Beer cash bittersweet symphony
Universities win $1m grant to study effects of music on fermentation, but not everyone is fizzing, writes Jono Galuszka.
New Zealand’s beers could soon be alive with the sound of music.
Auckland and Otago universities have just been awarded $1 million of taxpayer money through this year’s Endeavour Fund to research how sound waves affect beer fermentation.
During the study speakers will be submerged in beer to play sounds and music to the yeast. The process will then be monitored to find out if it will make the beer ferment faster or impart better flavours and aromas.
It may sound like something out of Charlie and the Chocolate Factory, but a scientist says it could affect everything from your pint of beer to cleaning products and medication.
However Taxpayers Union spokesman Matthew Rhodes described the grants as ‘‘corporate welfare’’.
‘‘Serious questions have to be asked of the value of the Government paying big bucks for research like this.

Exercise requirements = Repeat the part of the beer fermentation article between "It may sound" and "research like this.", inclusive, word for word. You can ignore the material that comes next.

Stored data =
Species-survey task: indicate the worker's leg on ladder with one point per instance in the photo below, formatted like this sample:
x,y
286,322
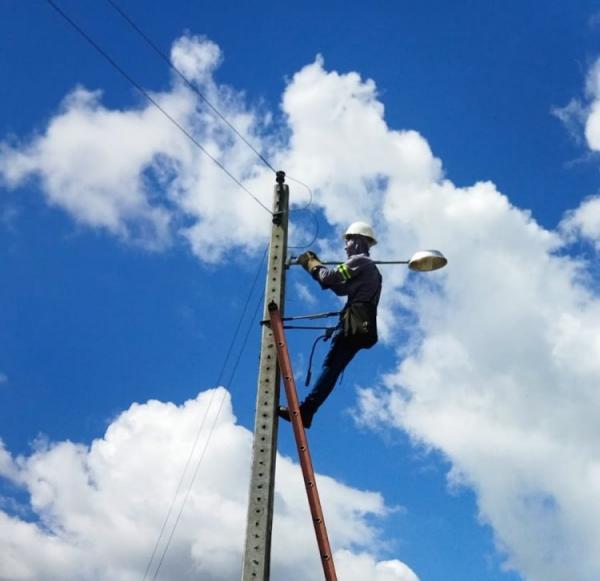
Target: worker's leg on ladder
x,y
340,354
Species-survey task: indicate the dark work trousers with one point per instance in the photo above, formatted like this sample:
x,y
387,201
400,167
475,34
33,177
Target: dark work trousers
x,y
341,352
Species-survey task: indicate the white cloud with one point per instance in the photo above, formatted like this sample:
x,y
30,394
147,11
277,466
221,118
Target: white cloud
x,y
584,222
500,368
134,174
101,507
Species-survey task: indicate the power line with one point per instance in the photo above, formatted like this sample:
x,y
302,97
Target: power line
x,y
216,111
199,432
152,100
165,58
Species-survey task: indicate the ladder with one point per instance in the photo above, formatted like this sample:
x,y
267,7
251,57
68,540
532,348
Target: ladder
x,y
308,472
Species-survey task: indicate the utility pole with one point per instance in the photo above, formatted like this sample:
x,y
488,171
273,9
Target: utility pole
x,y
257,551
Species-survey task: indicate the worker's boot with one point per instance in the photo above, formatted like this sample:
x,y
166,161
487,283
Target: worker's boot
x,y
284,413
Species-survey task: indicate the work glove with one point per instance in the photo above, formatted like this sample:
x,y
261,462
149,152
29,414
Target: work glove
x,y
309,261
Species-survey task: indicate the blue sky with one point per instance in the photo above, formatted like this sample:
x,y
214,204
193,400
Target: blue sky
x,y
126,259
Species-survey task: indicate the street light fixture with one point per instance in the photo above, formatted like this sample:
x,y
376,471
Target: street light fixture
x,y
426,260
421,261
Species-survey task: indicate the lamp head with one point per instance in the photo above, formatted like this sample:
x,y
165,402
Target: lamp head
x,y
426,260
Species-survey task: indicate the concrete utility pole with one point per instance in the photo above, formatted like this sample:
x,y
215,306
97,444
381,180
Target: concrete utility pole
x,y
257,552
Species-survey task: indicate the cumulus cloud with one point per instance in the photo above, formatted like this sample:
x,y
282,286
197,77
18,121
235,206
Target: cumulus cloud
x,y
134,174
497,354
99,508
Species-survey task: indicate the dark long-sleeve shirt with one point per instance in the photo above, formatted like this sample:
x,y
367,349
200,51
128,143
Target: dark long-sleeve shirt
x,y
358,278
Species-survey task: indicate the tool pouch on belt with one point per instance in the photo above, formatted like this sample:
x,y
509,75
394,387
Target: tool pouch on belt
x,y
360,323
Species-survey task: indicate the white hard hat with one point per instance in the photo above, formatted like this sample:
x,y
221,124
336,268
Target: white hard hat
x,y
361,229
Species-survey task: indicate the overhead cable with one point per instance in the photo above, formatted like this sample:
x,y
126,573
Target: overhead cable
x,y
199,433
193,87
152,100
215,110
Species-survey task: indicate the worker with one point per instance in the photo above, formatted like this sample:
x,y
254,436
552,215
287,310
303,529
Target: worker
x,y
360,280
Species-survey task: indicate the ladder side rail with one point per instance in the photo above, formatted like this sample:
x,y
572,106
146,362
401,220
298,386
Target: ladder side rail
x,y
308,472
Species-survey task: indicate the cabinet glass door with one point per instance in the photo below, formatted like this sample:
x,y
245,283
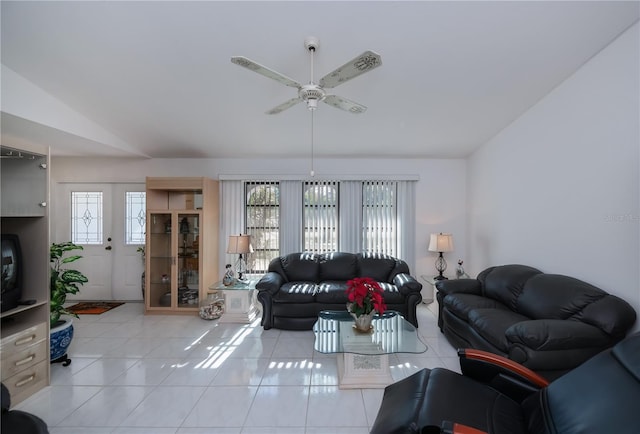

Completed exercise =
It may sound like something out of Charlie and the Chocolate Factory, but a scientist says it could affect everything from your pint of beer to cleaning products and medication.
However Taxpayers Union spokesman Matthew Rhodes described the grants as ‘‘corporate welfare’’.
‘‘Serious questions have to be asked of the value of the Government paying big bucks for research like this.